SUPPLIED RECORDS –

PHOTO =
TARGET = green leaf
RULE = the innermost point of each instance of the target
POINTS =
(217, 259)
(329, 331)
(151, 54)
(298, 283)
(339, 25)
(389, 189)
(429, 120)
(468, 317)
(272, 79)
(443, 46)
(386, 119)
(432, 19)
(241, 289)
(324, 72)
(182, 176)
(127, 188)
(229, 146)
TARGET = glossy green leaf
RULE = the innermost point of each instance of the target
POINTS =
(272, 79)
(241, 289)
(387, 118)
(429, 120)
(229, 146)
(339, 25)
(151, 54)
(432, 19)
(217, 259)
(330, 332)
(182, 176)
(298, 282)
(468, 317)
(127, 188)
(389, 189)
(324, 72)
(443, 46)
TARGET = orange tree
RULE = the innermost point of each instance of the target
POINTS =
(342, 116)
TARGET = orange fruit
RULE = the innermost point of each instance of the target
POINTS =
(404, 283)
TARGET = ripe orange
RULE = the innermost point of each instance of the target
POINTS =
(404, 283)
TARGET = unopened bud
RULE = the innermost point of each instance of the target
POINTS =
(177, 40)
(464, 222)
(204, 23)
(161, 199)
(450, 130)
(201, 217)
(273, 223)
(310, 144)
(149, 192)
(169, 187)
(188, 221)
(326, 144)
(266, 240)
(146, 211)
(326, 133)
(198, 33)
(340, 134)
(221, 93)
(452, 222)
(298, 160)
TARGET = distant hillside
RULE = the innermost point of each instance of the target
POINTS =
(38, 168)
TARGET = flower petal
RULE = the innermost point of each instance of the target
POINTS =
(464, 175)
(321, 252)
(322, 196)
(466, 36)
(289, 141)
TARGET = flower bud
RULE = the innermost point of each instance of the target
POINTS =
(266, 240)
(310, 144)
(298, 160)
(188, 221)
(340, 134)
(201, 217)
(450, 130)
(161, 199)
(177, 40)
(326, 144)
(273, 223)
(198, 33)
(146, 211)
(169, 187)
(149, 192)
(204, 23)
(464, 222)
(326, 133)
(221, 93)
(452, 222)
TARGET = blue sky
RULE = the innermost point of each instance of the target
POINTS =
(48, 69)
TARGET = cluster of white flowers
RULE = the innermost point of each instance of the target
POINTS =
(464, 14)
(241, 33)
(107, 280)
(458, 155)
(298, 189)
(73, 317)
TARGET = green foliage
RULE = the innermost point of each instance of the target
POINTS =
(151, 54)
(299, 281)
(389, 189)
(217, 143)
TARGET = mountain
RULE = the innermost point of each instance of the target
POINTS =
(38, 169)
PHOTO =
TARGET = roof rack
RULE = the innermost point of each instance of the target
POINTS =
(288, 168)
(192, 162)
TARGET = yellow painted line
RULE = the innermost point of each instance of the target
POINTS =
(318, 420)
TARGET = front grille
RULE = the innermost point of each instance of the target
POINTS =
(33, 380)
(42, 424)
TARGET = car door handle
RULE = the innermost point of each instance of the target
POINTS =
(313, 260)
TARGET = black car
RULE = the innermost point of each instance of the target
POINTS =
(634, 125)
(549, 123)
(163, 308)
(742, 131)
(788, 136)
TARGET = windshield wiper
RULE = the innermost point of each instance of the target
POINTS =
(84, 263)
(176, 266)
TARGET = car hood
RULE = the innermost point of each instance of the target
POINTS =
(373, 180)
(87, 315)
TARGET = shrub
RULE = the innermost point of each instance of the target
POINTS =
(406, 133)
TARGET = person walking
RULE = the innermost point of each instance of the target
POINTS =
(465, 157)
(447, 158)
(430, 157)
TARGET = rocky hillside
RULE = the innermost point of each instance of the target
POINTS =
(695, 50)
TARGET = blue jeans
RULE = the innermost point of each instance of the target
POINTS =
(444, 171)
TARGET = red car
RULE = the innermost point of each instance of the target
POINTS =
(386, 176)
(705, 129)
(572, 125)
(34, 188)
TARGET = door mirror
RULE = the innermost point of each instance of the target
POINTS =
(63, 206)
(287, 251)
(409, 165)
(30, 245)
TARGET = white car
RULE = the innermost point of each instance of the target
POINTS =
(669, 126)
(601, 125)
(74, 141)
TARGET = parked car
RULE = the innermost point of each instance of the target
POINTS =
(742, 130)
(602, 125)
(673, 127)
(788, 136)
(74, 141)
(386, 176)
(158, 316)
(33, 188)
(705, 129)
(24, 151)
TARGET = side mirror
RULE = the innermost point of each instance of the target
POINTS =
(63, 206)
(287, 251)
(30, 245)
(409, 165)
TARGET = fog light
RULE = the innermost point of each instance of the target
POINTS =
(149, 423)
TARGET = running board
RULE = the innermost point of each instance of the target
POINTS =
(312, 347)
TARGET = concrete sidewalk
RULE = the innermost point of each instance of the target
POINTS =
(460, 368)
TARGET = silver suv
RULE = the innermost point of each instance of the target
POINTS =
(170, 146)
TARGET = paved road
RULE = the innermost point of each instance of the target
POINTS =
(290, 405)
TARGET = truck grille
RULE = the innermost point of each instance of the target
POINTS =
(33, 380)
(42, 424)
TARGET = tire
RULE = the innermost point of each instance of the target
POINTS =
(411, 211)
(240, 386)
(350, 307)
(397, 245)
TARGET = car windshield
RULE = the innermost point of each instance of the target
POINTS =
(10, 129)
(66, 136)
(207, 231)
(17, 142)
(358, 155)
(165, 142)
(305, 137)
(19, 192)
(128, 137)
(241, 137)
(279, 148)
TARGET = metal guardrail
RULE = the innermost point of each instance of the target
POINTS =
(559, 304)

DIRECTIVE – Format the lines as a numbered list, starting with the line containing "TARGET = metal guardrail" and going on through the last line of the records, both included, with blank lines left out.

TASK RESULT –
1. TARGET = metal guardrail
2. RULE = the innermost point of each instance of the target
3. POINTS =
4. (559, 304)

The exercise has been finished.